How to Grow Cucumber in the Greenhouse

Summer would not be the same without cucumber for sandwiches and salads. If you have a greenhouse, cucumbers are fairly easy to grow, and a couple of plants will reward you with a constant supply of fresh fruits. If you have a sunny, sheltered spot on the patio, some greenhouse varieties are worth trying outdoors, too.

You can grow cucumbers from seed, but ready-grown plants are widely available in garden centres and are easier to look after if you do not heat your greenhouse earlier in the spring.



If you start to heat your greenhouse through the spring, sow the seed in March, otherwise wait until April.


Sow the seed now if you do not heat your greenhouse. Sow seed singly in 7-cm pots containing good multipurpose compost. Seed of the all-female hybrid varieties is very expensive, so use enough to raise a couple of plants and store the surplus seed for next year.

Excerpts of location labeling data
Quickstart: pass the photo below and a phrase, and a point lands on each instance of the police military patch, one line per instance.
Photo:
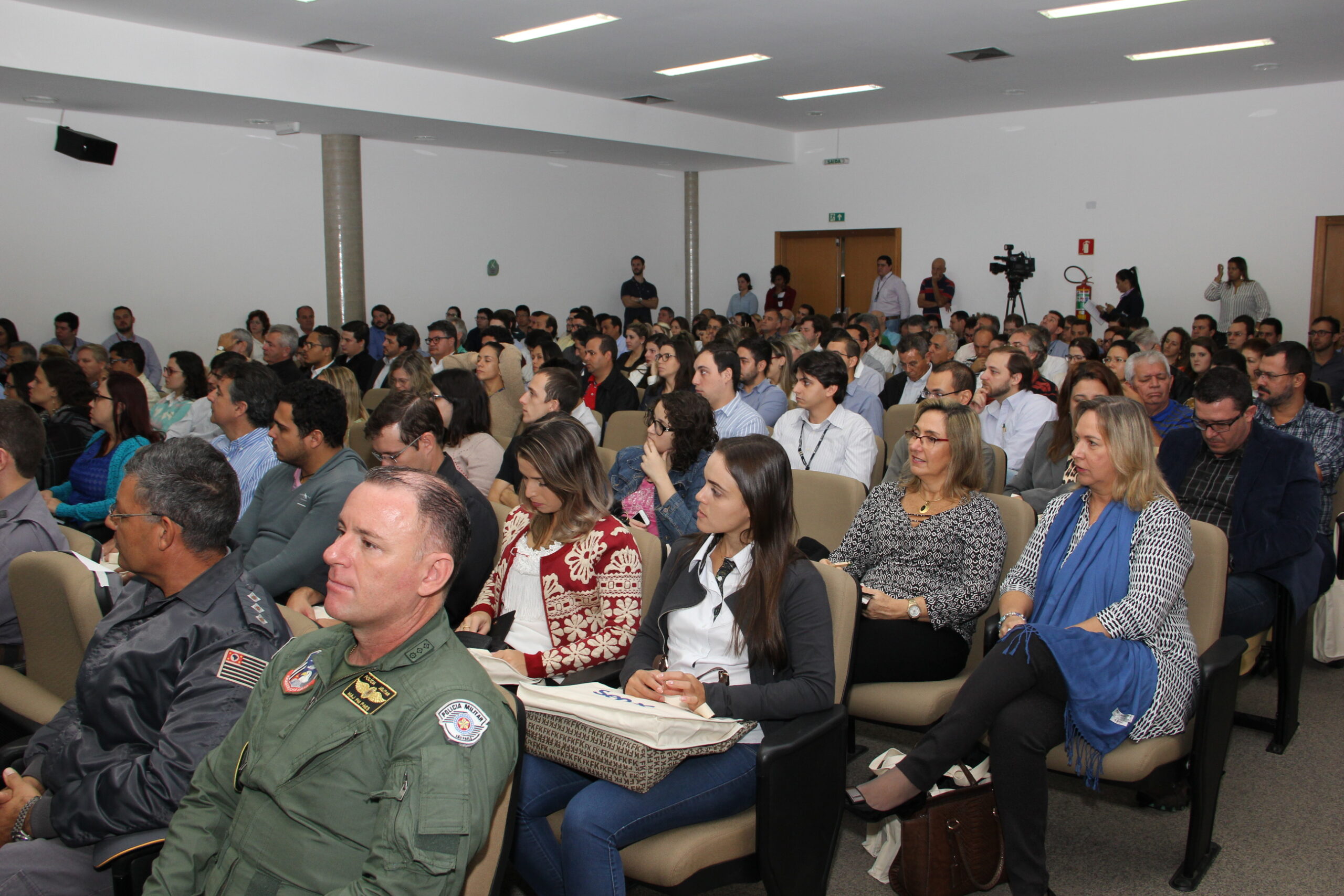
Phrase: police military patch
(303, 676)
(369, 693)
(241, 668)
(463, 722)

§ **Tasks to perform**
• A. Can you copy everything in the cucumber-growing guide from "How to Grow" down to "wait until April."?
• B. Which sentences in the body of the cucumber-growing guide, not counting its title, contain the word "greenhouse"? List them all.

§ **The results**
• A.
How to Grow Cucumber in the Greenhouse

Summer would not be the same without cucumber for sandwiches and salads. If you have a greenhouse, cucumbers are fairly easy to grow, and a couple of plants will reward you with a constant supply of fresh fruits. If you have a sunny, sheltered spot on the patio, some greenhouse varieties are worth trying outdoors, too.

You can grow cucumbers from seed, but ready-grown plants are widely available in garden centres and are easier to look after if you do not heat your greenhouse earlier in the spring.



If you start to heat your greenhouse through the spring, sow the seed in March, otherwise wait until April.

• B.
1. If you have a greenhouse, cucumbers are fairly easy to grow, and a couple of plants will reward you with a constant supply of fresh fruits.
2. If you have a sunny, sheltered spot on the patio, some greenhouse varieties are worth trying outdoors, too.
3. You can grow cucumbers from seed, but ready-grown plants are widely available in garden centres and are easier to look after if you do not heat your greenhouse earlier in the spring.
4. If you start to heat your greenhouse through the spring, sow the seed in March, otherwise wait until April.
5. Sow the seed now if you do not heat your greenhouse.